Adjuvants were discovered in the early years of commercial vaccine production, when it was noticed that batches of vaccine that were accidentally contaminated often seemed to be more effective than those that were pure.
“They’re called the ‘dirty little secret’ of immunology,” Trent says. “If the vials were dirty, they elicited a better immune response.”
What researchers eventually realized was that they could produce a one-two punch by intentionally adding their own dirt (adjuvant) to the mix. The main ingredient of the vaccine, which was a killed or inactivated version of the bacteria or virus that the vaccine was meant to protect against, did what it was supposed to do. It “taught” the body’s immune system to recognize it and produce antibodies in response to it.
The adjuvant amplifies that response by triggering a more general alarm, which puts more agents of the immune system in circulation in the bloodstream, where they can then learn to recognize the key antigen. The result is an immune system more heavily armed to fight the virus or bacteria when it encounters it in the future.
For about 70 years the adjuvant of choice, in nearly every vaccine worldwide, was an aluminum salt. Then in 2009, the FDA approved a new vaccine for human papillomavirus (HPV). It included a new kind of adjuvant that’s a modified version of an endotoxin molecule.
These molecules, which can be dangerous, appear on the cell surface of a wide range of bacteria. As a result, humans have evolved over millions of years to detect and respond to them quickly. They trigger an immediate red alert.

Information supplied -
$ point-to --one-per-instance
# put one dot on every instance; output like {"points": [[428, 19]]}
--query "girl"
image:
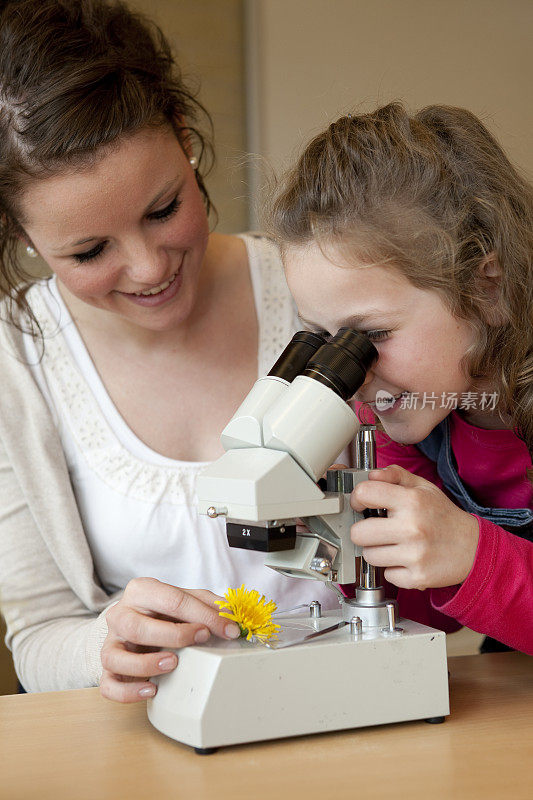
{"points": [[119, 372], [418, 231]]}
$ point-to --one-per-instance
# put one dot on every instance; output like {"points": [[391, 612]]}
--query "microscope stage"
{"points": [[231, 692]]}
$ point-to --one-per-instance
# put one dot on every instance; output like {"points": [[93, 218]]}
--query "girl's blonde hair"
{"points": [[434, 195]]}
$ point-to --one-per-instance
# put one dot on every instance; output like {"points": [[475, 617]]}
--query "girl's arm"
{"points": [[497, 596]]}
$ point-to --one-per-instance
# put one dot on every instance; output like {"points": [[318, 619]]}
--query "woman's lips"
{"points": [[158, 299]]}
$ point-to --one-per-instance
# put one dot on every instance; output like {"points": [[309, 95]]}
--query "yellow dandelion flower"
{"points": [[252, 612]]}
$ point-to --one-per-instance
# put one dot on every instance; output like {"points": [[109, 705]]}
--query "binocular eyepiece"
{"points": [[341, 363], [307, 416]]}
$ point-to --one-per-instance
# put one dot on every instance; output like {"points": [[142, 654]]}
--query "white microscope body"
{"points": [[357, 666]]}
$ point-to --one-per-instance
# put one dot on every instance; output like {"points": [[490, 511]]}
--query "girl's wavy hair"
{"points": [[433, 195], [75, 76]]}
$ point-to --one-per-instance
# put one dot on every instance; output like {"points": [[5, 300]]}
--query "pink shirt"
{"points": [[497, 596]]}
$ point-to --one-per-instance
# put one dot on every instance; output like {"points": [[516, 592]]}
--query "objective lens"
{"points": [[294, 358], [342, 363]]}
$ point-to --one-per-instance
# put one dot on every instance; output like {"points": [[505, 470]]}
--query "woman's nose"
{"points": [[146, 265]]}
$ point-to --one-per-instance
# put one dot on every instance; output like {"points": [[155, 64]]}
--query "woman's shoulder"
{"points": [[16, 324]]}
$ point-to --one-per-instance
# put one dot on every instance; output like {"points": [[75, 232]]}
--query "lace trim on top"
{"points": [[154, 477]]}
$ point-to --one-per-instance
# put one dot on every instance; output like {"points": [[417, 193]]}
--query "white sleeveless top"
{"points": [[138, 507]]}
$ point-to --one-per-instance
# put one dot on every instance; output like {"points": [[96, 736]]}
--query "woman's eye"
{"points": [[166, 212], [377, 335], [89, 255]]}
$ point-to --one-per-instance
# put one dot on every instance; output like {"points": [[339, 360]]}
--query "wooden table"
{"points": [[76, 745]]}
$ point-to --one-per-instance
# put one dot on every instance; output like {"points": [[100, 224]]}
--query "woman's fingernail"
{"points": [[232, 632], [167, 663], [147, 691], [202, 636]]}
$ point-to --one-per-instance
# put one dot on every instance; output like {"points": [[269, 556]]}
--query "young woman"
{"points": [[120, 371], [416, 230]]}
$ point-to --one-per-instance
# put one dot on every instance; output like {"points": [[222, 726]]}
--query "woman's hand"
{"points": [[425, 540], [150, 618]]}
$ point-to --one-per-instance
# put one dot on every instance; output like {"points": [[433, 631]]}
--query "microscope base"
{"points": [[231, 692]]}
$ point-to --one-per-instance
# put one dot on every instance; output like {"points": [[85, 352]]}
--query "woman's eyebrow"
{"points": [[168, 185]]}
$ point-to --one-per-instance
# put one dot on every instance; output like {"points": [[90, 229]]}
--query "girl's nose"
{"points": [[368, 378]]}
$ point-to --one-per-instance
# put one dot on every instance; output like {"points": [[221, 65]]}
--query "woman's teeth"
{"points": [[156, 289]]}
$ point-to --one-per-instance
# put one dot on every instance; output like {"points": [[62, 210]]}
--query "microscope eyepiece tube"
{"points": [[245, 427], [311, 419], [294, 358], [342, 363]]}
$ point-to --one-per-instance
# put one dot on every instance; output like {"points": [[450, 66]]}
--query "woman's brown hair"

Assigned task 1 - Copy the passage on vaccine adjuvants from the words "Adjuvants were discovered" up to and including the words "response to it.".
Assigned task 2 - In the passage on vaccine adjuvants, condense the paragraph that begins "The adjuvant amplifies that response" into a shorter version that keeps its main facts.
Assigned task 3 - Please continue the passage on vaccine adjuvants from its final sentence onward.

Reply 1 -
Adjuvants were discovered in the early years of commercial vaccine production, when it was noticed that batches of vaccine that were accidentally contaminated often seemed to be more effective than those that were pure.
“They’re called the ‘dirty little secret’ of immunology,” Trent says. “If the vials were dirty, they elicited a better immune response.”
What researchers eventually realized was that they could produce a one-two punch by intentionally adding their own dirt (adjuvant) to the mix. The main ingredient of the vaccine, which was a killed or inactivated version of the bacteria or virus that the vaccine was meant to protect against, did what it was supposed to do. It “taught” the body’s immune system to recognize it and produce antibodies in response to it.

Reply 2 - The adjuvant strengthens the immune response by setting off a general alarm. That alarm puts more immune agents into the bloodstream, where they learn to recognize the key antigen. The immune system is then better armed against the virus or bacteria when it meets it later.

Reply 3 -
“In some of its forms an endotoxin can kill you,” Trent says. “But the adjuvant, which is called MPL, is a very small, carefully modified piece of it, so it’s able to trigger the immune response without overdoing it.”
What Trent and his colleagues have done is expand on that basic premise, according to the study published in Proceedings of the National Academy of Sciences. Rather than just work with an inert piece of endotoxin, they’ve engineered E. coli bacteria to express the endotoxin in many configurations on the cell surface.
“These 61 E. coli strains each have a different profile on their surface,” says Brittany Needham, a doctoral student in Trent’s lab and the first author on the paper. “In every case the surface structure of the endotoxin is safe, but it will interact with the immune system in a range of ways. Suddenly we have a huge potential menu of adjuvants to test out with different kinds of vaccines.”